* Provided records
******

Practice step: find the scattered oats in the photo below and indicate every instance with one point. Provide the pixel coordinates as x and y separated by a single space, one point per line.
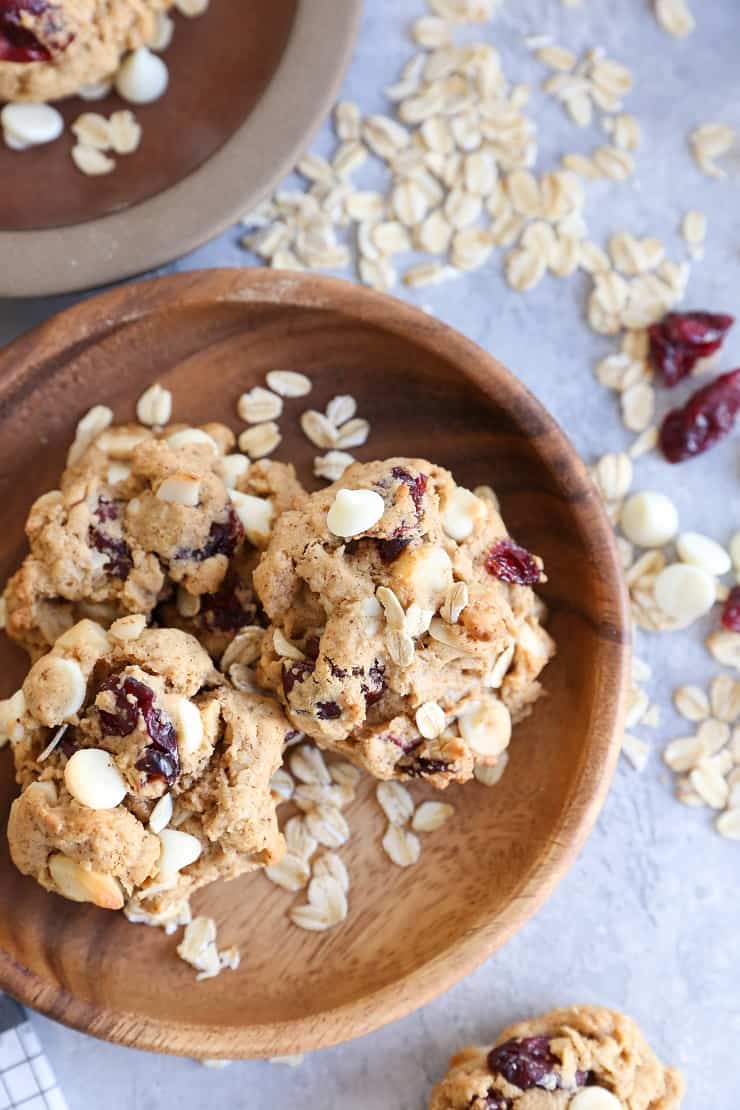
614 476
711 141
327 825
431 719
708 781
282 786
636 750
92 130
261 440
431 816
691 703
340 410
292 873
614 162
330 864
298 839
638 405
395 801
725 646
332 465
675 17
725 696
318 429
199 949
259 406
455 602
401 846
92 162
353 434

******

Each record should be printed exactly as it appears, leaving the pictures out.

Practice step: find the scattered oats in the photo below and indicate every instance with one point. Provide the pixel coordinates as x and y separated by a single space, one point per line.
614 476
711 141
327 825
431 719
708 781
282 786
636 750
92 130
261 440
431 816
691 703
340 410
292 873
614 162
330 864
298 839
638 405
395 801
725 646
332 465
675 17
725 696
318 429
199 949
259 406
455 602
401 846
92 162
353 434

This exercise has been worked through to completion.